#### AIM OF THE EXERCISE:
Please locate every line in the material below that contains the string "airplane" and copy each of those lines. Uppercase and lowercase letters count as different.

#### MATERIAL FOR THIS TASK:
-*-

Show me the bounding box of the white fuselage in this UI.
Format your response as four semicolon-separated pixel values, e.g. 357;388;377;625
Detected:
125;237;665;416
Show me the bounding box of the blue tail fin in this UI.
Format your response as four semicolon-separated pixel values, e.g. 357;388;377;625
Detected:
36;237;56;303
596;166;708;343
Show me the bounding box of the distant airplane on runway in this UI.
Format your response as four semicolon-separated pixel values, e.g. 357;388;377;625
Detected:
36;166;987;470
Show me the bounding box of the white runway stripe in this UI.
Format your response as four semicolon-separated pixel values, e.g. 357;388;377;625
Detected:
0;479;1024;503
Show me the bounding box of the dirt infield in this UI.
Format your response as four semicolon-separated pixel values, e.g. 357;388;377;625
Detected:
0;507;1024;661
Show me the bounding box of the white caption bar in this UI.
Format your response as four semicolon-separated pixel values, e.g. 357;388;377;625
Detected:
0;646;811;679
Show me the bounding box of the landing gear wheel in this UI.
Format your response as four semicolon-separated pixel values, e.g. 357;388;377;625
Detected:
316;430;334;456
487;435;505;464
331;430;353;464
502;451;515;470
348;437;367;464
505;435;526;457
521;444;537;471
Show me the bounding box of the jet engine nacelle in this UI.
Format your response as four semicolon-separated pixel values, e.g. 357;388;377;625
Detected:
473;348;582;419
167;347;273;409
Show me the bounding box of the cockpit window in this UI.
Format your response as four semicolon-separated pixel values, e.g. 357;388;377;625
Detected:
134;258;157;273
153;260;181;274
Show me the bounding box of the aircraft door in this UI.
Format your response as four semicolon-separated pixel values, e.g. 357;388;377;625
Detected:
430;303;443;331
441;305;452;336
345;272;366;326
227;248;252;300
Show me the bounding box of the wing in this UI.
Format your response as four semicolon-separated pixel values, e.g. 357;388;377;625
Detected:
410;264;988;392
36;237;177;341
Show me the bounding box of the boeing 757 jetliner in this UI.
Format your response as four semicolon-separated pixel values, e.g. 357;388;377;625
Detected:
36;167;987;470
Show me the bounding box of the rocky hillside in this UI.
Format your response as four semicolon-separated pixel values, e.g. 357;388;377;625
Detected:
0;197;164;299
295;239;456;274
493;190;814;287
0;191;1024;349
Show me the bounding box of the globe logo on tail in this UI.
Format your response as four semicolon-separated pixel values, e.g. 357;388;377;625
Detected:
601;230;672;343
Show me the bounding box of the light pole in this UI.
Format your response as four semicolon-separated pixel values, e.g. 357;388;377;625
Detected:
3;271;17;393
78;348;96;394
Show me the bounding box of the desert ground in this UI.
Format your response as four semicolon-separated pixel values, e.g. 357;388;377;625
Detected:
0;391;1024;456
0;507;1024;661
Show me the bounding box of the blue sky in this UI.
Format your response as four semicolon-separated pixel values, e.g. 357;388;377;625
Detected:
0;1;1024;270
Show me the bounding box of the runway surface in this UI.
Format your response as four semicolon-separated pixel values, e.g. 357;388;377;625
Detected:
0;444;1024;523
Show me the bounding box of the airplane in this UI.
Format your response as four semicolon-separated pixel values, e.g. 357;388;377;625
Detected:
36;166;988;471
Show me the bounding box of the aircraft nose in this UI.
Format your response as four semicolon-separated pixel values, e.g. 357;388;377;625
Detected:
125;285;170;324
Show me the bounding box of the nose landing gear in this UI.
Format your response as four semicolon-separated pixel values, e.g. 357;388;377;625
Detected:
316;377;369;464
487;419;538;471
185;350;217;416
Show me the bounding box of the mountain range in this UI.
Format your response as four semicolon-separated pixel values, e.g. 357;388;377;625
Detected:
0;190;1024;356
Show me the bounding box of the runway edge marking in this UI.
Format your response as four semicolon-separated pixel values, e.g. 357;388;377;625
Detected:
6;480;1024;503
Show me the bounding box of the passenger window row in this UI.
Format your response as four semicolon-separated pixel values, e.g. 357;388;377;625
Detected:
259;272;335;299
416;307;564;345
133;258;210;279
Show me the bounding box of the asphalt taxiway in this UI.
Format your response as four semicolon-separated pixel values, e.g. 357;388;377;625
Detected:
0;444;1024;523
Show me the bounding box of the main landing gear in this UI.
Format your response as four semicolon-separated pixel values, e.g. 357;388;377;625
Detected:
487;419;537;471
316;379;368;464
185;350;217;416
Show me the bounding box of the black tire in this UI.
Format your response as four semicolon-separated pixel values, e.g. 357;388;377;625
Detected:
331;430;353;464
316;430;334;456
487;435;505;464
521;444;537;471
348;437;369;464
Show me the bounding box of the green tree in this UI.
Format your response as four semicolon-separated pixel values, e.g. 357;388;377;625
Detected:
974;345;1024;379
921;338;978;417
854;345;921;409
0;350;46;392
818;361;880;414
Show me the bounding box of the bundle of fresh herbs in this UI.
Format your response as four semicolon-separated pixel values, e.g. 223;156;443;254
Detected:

-*-

#### REPLY:
Show me the bounding box of the distant airplane on runway in this UI.
Show me the bounding box of the airplane in this UI.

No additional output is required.